### WHAT YOU ARE ASKED TO DO
Format the part of the lines below that opens with the line containing "the woman's right" and closes with the line containing "<point>76,120</point>" as a Markdown table. Use two columns, No. for the row number and Line for the line itself, and leave out any blank lines.

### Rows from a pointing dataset
◇ ◇ ◇ ◇

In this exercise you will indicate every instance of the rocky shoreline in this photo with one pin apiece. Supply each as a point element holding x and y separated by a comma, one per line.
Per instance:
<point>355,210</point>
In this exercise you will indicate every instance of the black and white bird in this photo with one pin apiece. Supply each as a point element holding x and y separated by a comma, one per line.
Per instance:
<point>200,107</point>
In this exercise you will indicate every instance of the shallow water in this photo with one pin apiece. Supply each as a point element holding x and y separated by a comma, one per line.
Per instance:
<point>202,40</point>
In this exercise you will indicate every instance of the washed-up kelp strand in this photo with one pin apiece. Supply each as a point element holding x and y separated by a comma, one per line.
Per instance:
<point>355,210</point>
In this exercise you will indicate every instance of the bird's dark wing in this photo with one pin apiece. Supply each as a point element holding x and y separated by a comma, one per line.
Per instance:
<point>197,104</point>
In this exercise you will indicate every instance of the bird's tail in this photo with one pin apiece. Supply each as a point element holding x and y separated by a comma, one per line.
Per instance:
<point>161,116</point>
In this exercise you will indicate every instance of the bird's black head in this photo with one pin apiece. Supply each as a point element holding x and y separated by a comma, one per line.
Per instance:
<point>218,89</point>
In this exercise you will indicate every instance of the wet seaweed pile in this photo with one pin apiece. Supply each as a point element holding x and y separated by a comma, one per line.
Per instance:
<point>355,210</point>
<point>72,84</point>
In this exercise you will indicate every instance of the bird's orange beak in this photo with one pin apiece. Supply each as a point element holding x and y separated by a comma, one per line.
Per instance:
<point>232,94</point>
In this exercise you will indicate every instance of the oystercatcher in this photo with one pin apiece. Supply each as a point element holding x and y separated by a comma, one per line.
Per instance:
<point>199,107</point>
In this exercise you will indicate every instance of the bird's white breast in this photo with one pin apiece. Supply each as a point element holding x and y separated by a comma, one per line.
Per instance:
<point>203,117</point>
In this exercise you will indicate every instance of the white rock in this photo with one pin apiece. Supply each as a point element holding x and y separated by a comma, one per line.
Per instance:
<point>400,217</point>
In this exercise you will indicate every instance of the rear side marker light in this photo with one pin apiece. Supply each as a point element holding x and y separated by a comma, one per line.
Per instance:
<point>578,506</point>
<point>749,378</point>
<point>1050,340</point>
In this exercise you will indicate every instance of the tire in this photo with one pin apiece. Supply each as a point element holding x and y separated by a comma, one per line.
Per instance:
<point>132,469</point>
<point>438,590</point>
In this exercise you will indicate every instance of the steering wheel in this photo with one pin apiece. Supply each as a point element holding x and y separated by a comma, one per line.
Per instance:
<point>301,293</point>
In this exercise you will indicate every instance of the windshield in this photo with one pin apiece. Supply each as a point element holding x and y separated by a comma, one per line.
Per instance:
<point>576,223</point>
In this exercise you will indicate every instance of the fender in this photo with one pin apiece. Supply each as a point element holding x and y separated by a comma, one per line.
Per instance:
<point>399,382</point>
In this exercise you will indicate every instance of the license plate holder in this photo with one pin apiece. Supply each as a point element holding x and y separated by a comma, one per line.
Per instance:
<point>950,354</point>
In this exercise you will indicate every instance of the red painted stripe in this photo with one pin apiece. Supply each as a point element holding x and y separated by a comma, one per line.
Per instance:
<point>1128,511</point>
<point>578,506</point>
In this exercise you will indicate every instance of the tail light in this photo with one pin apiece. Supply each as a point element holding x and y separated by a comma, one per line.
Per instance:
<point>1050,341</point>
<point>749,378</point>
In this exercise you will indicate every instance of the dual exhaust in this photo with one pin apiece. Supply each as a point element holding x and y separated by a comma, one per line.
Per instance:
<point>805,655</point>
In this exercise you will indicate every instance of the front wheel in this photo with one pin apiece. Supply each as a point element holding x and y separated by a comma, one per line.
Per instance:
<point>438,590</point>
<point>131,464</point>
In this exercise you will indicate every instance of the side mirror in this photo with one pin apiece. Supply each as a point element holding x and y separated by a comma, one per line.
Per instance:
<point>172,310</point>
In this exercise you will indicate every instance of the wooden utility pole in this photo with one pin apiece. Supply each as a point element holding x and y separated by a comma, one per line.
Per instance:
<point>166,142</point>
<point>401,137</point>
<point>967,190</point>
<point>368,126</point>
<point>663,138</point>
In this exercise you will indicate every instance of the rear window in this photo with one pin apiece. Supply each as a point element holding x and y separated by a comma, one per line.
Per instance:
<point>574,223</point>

◇ ◇ ◇ ◇

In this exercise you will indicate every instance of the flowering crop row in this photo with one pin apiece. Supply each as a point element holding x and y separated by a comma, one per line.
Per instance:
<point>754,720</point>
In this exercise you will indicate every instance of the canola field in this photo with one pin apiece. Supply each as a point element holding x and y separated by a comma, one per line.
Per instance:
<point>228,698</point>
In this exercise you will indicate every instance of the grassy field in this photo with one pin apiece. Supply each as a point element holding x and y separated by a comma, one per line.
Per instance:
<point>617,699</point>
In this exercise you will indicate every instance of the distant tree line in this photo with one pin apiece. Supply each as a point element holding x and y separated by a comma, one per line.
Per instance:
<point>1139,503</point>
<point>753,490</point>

◇ ◇ ◇ ◇

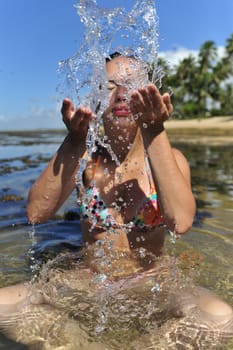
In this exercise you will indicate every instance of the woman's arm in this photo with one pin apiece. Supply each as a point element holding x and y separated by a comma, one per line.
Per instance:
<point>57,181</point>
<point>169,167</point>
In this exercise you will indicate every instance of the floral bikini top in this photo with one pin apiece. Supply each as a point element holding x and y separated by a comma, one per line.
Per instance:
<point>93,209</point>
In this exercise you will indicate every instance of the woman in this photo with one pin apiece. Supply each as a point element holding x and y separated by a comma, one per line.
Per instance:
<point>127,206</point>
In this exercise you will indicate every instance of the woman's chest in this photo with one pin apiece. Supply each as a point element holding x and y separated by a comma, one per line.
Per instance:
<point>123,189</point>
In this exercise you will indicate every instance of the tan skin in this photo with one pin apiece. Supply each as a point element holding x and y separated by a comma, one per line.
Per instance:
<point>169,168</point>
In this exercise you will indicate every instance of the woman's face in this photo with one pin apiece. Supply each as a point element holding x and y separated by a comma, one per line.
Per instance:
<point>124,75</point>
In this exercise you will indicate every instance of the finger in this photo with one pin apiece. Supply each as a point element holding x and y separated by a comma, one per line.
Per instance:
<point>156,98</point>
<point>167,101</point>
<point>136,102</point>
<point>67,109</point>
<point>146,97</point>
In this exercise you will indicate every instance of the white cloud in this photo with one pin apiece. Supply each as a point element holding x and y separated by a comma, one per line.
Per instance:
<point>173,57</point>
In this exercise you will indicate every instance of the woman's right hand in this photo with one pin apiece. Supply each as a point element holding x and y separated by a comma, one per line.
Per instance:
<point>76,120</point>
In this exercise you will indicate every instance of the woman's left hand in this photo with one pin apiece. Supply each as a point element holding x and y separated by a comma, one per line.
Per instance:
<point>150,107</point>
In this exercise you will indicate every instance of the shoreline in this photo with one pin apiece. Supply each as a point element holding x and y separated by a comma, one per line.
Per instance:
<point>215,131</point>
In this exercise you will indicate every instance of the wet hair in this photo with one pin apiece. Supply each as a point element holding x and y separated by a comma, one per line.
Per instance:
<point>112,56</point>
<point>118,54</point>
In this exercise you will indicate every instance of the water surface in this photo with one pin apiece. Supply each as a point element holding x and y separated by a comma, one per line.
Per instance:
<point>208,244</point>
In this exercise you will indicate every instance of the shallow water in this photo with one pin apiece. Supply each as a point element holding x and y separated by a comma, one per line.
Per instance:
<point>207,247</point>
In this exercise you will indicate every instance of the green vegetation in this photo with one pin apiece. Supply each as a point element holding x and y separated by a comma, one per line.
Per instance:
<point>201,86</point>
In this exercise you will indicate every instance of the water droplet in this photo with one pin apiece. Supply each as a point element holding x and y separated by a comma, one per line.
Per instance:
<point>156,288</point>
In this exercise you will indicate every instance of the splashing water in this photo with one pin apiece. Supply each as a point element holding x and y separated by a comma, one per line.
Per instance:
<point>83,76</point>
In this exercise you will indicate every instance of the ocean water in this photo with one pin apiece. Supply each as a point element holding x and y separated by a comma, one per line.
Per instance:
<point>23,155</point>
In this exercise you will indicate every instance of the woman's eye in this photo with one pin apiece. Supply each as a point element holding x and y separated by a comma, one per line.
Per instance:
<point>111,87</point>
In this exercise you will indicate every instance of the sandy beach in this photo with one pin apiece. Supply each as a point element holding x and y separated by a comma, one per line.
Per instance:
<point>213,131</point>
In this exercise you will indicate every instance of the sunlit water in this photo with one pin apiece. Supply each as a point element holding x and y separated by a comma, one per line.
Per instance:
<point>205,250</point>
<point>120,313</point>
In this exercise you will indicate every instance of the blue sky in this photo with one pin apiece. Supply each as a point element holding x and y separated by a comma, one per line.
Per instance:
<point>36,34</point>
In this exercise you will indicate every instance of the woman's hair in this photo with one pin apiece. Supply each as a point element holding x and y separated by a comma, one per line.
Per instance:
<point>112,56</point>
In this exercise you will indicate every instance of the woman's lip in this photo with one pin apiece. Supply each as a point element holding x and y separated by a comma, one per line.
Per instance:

◇ ◇ ◇ ◇

### THE RESULT
| No. | Line |
|---|---|
| 1 | In this exercise you will indicate every instance of the woman's right hand in this photo with one pin apiece. Supply each as a point element holding x and y separated by a comma, one per line. |
| 2 | Per instance: |
| 3 | <point>76,120</point> |